> [EXERCISE]: The expected output is every entry, repeated exactly.

-*-*-

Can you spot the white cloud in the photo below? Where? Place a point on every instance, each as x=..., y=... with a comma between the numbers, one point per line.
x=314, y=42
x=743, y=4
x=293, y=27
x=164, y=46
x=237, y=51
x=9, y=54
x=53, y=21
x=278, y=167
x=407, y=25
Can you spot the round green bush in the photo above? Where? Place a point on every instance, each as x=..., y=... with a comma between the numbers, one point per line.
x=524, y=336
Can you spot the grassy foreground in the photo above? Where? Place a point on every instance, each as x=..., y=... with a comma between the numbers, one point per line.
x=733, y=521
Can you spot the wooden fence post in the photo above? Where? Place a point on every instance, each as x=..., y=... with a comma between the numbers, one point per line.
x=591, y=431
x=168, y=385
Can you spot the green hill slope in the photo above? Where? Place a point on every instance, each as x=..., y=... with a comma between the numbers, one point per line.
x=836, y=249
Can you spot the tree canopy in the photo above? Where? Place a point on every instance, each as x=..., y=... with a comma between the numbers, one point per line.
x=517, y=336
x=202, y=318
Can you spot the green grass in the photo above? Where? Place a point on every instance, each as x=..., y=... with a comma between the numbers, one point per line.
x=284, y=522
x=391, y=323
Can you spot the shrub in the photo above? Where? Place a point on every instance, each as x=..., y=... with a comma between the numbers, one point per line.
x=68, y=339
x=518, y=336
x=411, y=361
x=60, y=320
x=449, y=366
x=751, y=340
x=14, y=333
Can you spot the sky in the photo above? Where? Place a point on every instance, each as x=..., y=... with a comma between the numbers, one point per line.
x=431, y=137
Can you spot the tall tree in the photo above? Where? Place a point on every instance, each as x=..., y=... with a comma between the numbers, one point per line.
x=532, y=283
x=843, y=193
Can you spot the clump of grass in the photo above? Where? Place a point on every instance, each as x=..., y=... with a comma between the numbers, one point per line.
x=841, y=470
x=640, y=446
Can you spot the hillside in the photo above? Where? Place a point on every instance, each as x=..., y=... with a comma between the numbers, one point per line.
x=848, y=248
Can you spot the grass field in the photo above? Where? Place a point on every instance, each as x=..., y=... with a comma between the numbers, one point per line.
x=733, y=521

-*-*-

> [RESPONSE BELOW]:
Can you spot the white cloud in the photo below? Where? Place a point on every instance, each as x=..., y=... with a comma between the numbers, one point per line.
x=314, y=42
x=743, y=4
x=293, y=27
x=164, y=46
x=237, y=51
x=9, y=54
x=53, y=21
x=278, y=167
x=407, y=25
Can you spot the round green bush in the photo above? Where? Place a point on every instance, each as x=..., y=... with a comma between the numbers, one point per line.
x=524, y=336
Can you spot the grassy foreground in the photo above? Where? Place a point on every instance, each as x=..., y=... with a comma between the numbers, one point per line.
x=733, y=521
Can you spot the wooden fence post in the photo above? Where? Place a point on every instance, each as x=..., y=... with a comma between the numbers, one point per line.
x=591, y=431
x=168, y=385
Can you spot the green hill slope in the photo above? Where? Place a point on every instance, each as x=..., y=... with a comma between the numbers, one point per line.
x=836, y=249
Can you spot the tree canopy in the photo above? Where? Place a point on every instance, each as x=..., y=... with a comma between the numbers, one point per line.
x=517, y=336
x=202, y=318
Can you spot the green grass in the photo above? Where? Place a point on every instance, each as x=..., y=... with a comma between the numbers, one point per line.
x=284, y=522
x=391, y=323
Can you spot the shrub in the photo above? Where? Place a point on every instance, each as x=..., y=... with a comma between the numbers, one point per line.
x=68, y=339
x=518, y=336
x=411, y=361
x=60, y=320
x=449, y=366
x=751, y=340
x=14, y=333
Can you spot the sky in the photo above? Where? Place a point on every instance, each as x=..., y=... with a comma between the numbers, one point per line.
x=431, y=137
Can you spot the tall tree in the photo above? Where? Place a point on every instance, each as x=..., y=... with a comma between the numbers, one point per line.
x=532, y=283
x=843, y=193
Can you spot the clump of grass in the photo above? Where? Place a point on every instance, each as x=..., y=... with a comma between the numbers, one point per line.
x=841, y=470
x=640, y=446
Can you spot the hillside in the photo above? Where? Place a point on every instance, each as x=..., y=... with a comma between the numbers, one point per line.
x=848, y=248
Can you spot the grass field in the photo above? Where? Place a point on every instance, each as x=..., y=... with a comma between the numbers, one point per line.
x=733, y=521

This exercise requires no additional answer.